(Region pointing data)
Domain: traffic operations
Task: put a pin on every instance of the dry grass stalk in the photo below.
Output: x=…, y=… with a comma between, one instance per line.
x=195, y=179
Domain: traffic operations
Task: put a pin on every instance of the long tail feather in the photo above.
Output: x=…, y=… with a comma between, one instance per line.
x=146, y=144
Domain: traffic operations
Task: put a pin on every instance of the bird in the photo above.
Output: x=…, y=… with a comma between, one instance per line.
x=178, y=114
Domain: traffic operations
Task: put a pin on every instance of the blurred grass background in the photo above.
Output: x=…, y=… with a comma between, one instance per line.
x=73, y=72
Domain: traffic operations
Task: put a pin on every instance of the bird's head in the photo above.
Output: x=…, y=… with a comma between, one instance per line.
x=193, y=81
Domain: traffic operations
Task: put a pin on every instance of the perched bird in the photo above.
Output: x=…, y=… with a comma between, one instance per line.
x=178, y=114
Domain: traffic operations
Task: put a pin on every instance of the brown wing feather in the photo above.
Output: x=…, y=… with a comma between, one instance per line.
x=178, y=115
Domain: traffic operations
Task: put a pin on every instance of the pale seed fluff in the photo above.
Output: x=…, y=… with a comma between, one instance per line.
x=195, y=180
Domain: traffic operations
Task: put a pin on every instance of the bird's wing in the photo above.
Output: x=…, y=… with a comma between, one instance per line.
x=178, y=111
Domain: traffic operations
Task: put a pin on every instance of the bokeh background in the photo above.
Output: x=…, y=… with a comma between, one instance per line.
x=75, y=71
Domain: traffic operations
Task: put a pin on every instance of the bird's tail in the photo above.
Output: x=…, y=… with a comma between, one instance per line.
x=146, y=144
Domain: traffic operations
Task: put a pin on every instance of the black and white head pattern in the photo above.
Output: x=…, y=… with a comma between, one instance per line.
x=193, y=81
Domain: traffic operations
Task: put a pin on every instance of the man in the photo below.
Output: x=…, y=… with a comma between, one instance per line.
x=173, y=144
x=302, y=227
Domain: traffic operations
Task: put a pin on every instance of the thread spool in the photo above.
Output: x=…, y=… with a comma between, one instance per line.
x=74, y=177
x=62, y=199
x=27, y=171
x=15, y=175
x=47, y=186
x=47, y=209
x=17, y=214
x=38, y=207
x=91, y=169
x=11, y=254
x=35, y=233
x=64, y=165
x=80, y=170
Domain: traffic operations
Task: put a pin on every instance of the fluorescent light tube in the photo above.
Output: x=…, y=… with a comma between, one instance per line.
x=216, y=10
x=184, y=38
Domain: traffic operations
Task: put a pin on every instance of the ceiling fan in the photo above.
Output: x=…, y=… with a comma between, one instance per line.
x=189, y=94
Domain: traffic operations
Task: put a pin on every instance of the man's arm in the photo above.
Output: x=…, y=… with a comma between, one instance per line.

→ **WHAT TO WORK ON**:
Write all the data out again, word for word.

→ **REPLY TO THE TASK**:
Domain: traffic operations
Task: put a pin on every instance of the dry grass stalk in the photo below.
Output: x=…, y=… with a comma between, one instance per line.
x=195, y=179
Domain: traffic operations
Task: put a pin on every instance of the long tail feather in the photo above.
Output: x=…, y=… with a comma between, one instance per line.
x=146, y=144
Domain: traffic operations
Task: put a pin on every instance of the bird in the photo above.
Output: x=…, y=… with a comma between, one instance per line.
x=178, y=114
Domain: traffic operations
Task: put a pin on every instance of the blurred grass background in the photo above.
Output: x=…, y=… with a comma between, one instance per line.
x=73, y=72
Domain: traffic operations
Task: put a pin on every instance of the bird's head in the photo above.
Output: x=…, y=… with a comma between, one instance per line.
x=193, y=81
Domain: traffic operations
Task: put a pin on every instance of the perched bird in the photo above.
Output: x=…, y=… with a comma between, one instance per line.
x=178, y=114
Domain: traffic operations
Task: put a pin on every instance of the brown wing feather in the photo above.
Output: x=…, y=… with a comma between, one instance per line.
x=178, y=115
Domain: traffic operations
Task: put a pin on every instance of the pale seed fluff in the photo above.
Output: x=…, y=… with a comma between, one instance per line.
x=195, y=180
Domain: traffic operations
Task: put a pin on every instance of the bird's wing in the photo above.
Output: x=…, y=… with a comma between, one instance per line.
x=178, y=111
Domain: traffic operations
Task: put a pin on every instance of the bokeh background in the photo above.
Output: x=…, y=… with a comma between, one instance per line.
x=75, y=71
Domain: traffic operations
Task: put a pin on every instance of the bird's tail in the photo above.
Output: x=…, y=… with a comma between, one instance per line.
x=146, y=144
Domain: traffic operations
Task: put a pin on every instance of the black and white head pattern in the photo above.
Output: x=…, y=… with a comma between, one instance per line.
x=193, y=81
Domain: traffic operations
Task: put a pin on every instance of the man in the photo below.
Output: x=…, y=… with a comma between, one instance per line.
x=173, y=144
x=302, y=227
Domain: traffic operations
Task: put a pin on every instance of the thread spool in the photo above.
Output: x=…, y=… with a comma between, one instance per line.
x=74, y=177
x=62, y=199
x=27, y=171
x=15, y=175
x=47, y=186
x=47, y=209
x=17, y=214
x=38, y=207
x=91, y=169
x=11, y=254
x=35, y=233
x=64, y=165
x=80, y=170
Domain: traffic operations
Task: put a pin on every instance of the fluorescent light tube in the photo above.
Output: x=…, y=… with a comma between, one instance per line.
x=216, y=10
x=184, y=38
Domain: traffic operations
Task: put a pin on every instance of the ceiling fan in the photo above.
Output: x=…, y=… with a comma between, one instance per line.
x=189, y=94
Domain: traffic operations
Task: put a pin on every instance of the man's arm in the photo above.
Output: x=…, y=… with a comma between, one instance per line.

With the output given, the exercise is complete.